== Excerpted data

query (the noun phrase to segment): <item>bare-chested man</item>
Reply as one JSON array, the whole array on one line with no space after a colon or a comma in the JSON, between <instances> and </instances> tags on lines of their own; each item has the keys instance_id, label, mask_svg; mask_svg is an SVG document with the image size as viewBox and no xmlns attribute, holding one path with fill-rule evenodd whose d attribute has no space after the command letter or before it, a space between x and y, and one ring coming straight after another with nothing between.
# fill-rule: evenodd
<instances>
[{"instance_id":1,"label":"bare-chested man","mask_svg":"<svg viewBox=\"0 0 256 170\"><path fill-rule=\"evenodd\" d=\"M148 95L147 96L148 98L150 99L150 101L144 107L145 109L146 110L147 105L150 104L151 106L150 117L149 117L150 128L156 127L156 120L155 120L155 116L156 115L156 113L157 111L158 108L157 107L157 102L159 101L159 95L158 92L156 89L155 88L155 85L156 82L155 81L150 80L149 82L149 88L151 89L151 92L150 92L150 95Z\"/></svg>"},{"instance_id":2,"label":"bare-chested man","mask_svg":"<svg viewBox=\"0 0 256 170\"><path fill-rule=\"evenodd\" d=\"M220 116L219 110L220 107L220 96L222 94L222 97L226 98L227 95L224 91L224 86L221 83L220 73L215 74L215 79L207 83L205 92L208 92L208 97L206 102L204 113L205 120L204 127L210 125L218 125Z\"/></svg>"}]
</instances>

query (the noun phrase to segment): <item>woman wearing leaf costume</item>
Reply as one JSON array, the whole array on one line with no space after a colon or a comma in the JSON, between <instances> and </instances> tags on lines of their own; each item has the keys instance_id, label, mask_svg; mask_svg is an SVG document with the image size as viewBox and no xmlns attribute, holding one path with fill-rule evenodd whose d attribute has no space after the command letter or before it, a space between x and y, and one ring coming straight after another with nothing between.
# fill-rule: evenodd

====
== Excerpted data

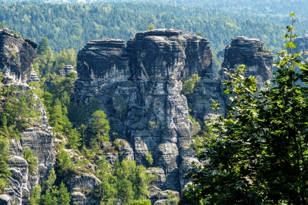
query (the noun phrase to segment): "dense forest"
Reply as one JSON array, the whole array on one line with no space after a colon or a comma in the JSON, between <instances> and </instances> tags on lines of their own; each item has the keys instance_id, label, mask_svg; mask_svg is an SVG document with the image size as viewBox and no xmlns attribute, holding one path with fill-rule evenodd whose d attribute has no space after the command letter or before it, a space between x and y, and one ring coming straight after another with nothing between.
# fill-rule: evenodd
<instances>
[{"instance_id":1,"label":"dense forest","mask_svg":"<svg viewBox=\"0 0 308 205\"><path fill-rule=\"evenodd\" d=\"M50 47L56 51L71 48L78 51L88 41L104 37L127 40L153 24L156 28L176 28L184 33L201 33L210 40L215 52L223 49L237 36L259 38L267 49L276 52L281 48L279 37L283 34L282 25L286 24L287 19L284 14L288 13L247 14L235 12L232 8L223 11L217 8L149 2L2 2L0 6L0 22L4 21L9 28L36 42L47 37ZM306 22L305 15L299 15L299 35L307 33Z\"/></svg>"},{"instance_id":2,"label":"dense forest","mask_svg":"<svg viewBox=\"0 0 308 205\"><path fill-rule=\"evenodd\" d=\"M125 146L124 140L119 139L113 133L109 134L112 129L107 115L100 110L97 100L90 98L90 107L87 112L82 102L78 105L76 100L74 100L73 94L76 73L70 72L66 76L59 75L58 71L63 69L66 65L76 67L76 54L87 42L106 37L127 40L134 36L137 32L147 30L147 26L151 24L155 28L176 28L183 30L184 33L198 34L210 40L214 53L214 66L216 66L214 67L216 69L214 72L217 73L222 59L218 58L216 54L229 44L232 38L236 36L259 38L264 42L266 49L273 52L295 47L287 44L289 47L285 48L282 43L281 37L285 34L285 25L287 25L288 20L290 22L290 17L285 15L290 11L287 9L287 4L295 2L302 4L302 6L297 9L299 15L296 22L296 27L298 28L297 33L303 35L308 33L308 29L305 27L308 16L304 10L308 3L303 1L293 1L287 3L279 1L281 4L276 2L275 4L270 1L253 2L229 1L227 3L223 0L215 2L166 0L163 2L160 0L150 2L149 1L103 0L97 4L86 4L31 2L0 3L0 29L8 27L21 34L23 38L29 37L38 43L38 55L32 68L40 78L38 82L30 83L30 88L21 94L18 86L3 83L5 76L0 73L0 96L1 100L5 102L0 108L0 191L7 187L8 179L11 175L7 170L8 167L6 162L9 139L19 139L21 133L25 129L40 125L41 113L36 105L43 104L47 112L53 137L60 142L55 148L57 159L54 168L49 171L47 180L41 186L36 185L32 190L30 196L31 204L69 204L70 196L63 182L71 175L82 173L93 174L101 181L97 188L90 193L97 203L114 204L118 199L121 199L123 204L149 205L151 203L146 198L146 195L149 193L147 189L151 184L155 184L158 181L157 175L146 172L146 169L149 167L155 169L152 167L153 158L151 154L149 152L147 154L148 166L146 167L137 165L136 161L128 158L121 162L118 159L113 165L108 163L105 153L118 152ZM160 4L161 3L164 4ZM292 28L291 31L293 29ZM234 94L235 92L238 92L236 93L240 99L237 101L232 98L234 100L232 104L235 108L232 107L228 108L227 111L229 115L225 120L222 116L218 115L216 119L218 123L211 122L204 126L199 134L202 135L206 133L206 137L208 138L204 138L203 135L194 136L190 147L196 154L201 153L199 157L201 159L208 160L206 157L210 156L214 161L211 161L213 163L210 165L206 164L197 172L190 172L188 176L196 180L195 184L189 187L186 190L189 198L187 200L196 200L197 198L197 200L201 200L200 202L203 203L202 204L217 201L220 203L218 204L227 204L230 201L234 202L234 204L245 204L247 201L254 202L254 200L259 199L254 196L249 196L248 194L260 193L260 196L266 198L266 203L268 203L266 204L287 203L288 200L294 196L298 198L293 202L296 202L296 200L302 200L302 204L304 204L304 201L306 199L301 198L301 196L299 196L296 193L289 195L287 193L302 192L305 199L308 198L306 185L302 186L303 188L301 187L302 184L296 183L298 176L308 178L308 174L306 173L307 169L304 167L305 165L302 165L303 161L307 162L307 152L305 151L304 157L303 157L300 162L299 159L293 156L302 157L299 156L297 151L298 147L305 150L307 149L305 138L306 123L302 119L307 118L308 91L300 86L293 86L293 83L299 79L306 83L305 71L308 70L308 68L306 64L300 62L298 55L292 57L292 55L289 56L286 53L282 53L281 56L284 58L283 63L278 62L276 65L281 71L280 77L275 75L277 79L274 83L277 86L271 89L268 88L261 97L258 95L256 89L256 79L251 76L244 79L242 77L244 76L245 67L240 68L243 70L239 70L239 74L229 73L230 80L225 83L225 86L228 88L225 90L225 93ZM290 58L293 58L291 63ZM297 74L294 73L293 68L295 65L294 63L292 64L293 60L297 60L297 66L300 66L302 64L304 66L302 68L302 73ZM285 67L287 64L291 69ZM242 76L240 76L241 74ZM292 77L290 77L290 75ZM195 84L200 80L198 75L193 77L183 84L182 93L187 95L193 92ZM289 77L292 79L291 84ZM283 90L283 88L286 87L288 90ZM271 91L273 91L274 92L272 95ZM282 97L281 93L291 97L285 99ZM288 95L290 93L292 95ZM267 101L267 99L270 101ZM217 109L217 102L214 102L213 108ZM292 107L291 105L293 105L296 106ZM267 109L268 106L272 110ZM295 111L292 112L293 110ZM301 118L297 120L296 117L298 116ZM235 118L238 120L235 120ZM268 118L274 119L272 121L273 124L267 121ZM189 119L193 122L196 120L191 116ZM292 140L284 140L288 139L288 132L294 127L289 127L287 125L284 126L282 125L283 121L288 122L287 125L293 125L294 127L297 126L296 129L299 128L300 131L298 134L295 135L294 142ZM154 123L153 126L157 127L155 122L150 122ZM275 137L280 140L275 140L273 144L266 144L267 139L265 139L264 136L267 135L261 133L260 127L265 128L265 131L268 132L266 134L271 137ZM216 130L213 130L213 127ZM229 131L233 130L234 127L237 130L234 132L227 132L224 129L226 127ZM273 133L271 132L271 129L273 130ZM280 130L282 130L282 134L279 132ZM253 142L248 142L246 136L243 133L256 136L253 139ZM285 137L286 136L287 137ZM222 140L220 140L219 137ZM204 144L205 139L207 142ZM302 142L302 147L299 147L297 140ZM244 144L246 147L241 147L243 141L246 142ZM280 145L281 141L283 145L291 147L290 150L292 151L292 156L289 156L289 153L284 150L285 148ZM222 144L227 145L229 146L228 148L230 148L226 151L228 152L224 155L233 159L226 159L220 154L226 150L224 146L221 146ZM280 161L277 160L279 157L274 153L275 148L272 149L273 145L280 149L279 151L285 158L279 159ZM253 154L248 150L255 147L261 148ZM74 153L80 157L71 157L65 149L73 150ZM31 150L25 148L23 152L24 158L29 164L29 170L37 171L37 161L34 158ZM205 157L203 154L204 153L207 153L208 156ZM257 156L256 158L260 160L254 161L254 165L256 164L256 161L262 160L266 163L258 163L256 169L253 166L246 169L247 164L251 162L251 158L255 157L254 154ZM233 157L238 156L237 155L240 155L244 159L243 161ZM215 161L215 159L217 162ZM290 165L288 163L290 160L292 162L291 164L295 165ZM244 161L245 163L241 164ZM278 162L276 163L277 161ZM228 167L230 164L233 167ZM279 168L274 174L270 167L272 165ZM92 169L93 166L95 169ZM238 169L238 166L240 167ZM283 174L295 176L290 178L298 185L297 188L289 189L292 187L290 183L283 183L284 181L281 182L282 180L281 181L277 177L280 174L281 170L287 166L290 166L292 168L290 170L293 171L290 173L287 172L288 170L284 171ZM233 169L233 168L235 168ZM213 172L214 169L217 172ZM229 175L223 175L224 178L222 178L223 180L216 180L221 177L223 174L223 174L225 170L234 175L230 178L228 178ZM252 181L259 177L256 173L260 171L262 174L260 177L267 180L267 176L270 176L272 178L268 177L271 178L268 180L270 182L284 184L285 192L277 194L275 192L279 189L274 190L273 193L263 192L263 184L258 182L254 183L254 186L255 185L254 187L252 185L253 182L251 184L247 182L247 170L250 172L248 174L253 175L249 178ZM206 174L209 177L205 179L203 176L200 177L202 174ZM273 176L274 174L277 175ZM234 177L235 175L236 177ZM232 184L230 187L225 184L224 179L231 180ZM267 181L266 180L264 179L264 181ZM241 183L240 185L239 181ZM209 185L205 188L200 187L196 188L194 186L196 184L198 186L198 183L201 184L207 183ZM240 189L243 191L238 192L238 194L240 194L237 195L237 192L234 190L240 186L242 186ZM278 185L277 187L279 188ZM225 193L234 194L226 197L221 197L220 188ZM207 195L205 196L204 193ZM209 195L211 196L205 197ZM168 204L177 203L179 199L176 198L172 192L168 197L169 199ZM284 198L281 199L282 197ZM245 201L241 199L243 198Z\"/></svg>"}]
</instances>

====

### To be done:
Return every line of the material above that contains the word "noun". Treat uppercase and lowercase letters as different.

### Solution to the exercise:
query (the noun phrase to segment): <item>bare-chested man</item>
query (the noun phrase to segment): <item>woman wearing leaf costume</item>
query (the noun phrase to segment): "dense forest"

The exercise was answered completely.